*** Excerpted records

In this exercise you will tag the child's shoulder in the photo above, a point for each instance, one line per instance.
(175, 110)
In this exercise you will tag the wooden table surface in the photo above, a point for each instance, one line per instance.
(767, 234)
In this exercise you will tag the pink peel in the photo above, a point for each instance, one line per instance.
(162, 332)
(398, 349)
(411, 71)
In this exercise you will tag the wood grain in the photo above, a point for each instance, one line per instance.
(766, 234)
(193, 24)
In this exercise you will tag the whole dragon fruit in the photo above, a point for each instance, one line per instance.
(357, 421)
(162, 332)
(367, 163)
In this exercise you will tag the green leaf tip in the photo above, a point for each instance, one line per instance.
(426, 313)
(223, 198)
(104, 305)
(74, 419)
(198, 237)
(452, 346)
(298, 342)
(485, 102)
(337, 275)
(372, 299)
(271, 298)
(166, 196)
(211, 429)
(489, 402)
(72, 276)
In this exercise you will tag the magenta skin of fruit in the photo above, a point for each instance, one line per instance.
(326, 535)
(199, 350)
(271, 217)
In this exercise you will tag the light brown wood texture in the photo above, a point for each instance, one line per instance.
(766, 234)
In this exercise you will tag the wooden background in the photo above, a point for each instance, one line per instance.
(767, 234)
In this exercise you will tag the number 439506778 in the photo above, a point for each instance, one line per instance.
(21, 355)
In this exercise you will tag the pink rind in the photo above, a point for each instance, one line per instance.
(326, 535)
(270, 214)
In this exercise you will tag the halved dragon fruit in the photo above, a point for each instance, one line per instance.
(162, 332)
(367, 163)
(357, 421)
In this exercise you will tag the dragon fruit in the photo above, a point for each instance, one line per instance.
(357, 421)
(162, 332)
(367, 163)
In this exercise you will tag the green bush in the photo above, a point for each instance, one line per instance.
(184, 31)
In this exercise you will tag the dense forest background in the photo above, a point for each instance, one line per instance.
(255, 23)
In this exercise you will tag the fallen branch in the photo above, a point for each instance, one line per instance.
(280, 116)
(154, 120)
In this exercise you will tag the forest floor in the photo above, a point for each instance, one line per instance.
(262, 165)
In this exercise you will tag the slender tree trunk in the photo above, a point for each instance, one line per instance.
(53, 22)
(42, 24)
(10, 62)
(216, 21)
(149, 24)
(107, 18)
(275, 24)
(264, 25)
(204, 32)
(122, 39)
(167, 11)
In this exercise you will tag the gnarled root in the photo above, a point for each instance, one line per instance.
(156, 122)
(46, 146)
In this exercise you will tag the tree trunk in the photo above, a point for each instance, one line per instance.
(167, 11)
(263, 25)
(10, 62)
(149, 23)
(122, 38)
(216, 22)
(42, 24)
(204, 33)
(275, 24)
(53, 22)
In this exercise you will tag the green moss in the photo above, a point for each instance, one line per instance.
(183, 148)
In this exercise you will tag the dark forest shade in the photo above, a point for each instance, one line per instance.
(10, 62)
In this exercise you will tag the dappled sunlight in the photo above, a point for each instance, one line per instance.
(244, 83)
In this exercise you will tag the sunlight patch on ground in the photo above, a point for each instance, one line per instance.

******

* _Work required_: Output the records once more, exactly as they stand.

* _Output_:
In this exercise you will tag the child's shoulder in the photo above, a point for each instance, one line per instance.
(175, 110)
In this exercise you will tag the wooden table surface in the photo above, a point for each instance, one line per instance.
(767, 234)
In this exercise you will tag the pink peel in the photo above, a point for each instance, one line per instance.
(162, 332)
(398, 349)
(411, 71)
In this exercise you will tag the wood grain in the photo above, a point for each instance, one line per instance.
(766, 234)
(193, 24)
In this exercise you will tag the whole dragon fruit in the photo above, a point for each instance, one line per instance.
(357, 421)
(162, 332)
(367, 163)
In this exercise you will tag the green leaf tip in the photo above, a point for each instance, one line per instance.
(426, 313)
(223, 198)
(104, 305)
(74, 419)
(198, 237)
(452, 346)
(298, 342)
(485, 102)
(337, 275)
(372, 299)
(271, 298)
(166, 196)
(211, 429)
(489, 402)
(72, 276)
In this exercise you will tag the magenta skin of fruit in the photo above, a point for each instance, one line per instance.
(326, 535)
(199, 350)
(271, 217)
In this exercise you will tag the light brown wood texture in the photo above, a point for each instance, one line per instance.
(766, 234)
In this exercise you will tag the wooden background in the photo above, a point for each instance, one line per instance.
(767, 234)
In this exercise you will tag the number 439506778 in the photo above, a point for each instance, one line per instance.
(21, 355)
In this exercise you will tag the pink rind in the photo above, a point for each instance, one line per instance.
(326, 535)
(270, 214)
In this exercise you will tag the halved dragon fruit in the photo above, a point for each instance, one line per instance.
(162, 332)
(367, 163)
(357, 421)
In this exercise you will tag the dragon fruit in the photo above, a point for each instance, one line per instance.
(357, 421)
(162, 332)
(367, 163)
In this exercise you will tag the green bush in the photo above, a point for each instance, one line per instance.
(184, 31)
In this exercise you will tag the dense forest background in the photo above, a point for each instance, one line per instance.
(255, 23)
In this exercise you will tag the fallen branch in the photo above, a point for each instance, one line per instance.
(280, 116)
(154, 120)
In this exercise you will tag the forest floor in the photo above, a point for each instance, one line per instance.
(262, 165)
In this exercise you will tag the slender tree trunk in the photo above, a point for each instance, one line per instance.
(53, 22)
(42, 24)
(10, 62)
(216, 21)
(149, 24)
(107, 18)
(275, 24)
(264, 25)
(204, 32)
(122, 39)
(167, 11)
In this exercise you will tag the gnarled root in the photo above, a point for each instance, one line per instance.
(156, 122)
(46, 146)
In this exercise you will tag the tree trunk in the photo above, a point for each instance, one line per instance.
(167, 11)
(263, 25)
(10, 62)
(149, 23)
(122, 38)
(216, 22)
(42, 24)
(204, 33)
(275, 24)
(53, 22)
In this exercise you will tag the green moss in the photo above, a point for each instance, one line per instance.
(183, 148)
In this exercise you will tag the dark forest shade in the photo above, a point for each instance, one line per instance.
(10, 62)
In this exercise you will tag the dappled sunlight in the photo above, a point for each instance, one line per instance.
(244, 83)
In this exercise you will tag the sunlight patch on ground in the photo above, a point for each instance, one line per instance.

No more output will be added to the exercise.